▶ [Your goal]:
Report each line of the entries below that contains the word "positive". Case counts.

▶ [Source material]:
*** Block opens ***

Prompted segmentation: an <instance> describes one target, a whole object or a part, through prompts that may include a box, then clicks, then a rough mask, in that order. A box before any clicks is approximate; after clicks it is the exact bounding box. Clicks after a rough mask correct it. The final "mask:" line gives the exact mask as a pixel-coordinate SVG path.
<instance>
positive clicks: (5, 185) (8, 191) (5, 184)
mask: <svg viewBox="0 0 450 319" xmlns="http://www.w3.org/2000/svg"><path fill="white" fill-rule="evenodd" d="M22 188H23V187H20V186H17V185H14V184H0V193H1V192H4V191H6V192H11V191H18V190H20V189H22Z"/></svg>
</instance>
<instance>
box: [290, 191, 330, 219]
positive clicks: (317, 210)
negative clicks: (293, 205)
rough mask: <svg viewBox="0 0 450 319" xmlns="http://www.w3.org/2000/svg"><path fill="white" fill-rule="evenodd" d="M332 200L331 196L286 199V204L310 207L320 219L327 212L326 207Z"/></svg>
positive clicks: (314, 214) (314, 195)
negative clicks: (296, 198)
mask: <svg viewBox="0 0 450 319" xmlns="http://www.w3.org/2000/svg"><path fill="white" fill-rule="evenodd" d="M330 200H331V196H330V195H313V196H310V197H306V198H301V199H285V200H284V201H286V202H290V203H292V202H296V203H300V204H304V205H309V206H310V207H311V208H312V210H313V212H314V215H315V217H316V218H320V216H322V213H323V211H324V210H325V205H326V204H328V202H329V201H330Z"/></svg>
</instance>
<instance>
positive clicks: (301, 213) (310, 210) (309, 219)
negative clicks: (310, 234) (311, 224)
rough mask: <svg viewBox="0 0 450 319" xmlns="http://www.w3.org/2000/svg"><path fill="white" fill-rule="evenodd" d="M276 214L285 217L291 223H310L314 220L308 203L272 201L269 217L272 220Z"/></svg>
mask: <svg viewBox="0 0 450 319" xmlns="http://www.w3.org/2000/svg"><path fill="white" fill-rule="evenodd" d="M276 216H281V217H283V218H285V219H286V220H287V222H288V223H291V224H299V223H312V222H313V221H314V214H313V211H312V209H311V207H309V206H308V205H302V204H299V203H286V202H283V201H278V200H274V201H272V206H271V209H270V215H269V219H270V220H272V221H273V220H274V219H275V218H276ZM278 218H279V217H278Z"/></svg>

*** Block closes ***

▶ [Exercise answer]:
positive clicks: (5, 185) (8, 191) (5, 184)
positive clicks: (317, 210)
positive clicks: (314, 214) (314, 195)
positive clicks: (301, 213) (310, 210) (309, 219)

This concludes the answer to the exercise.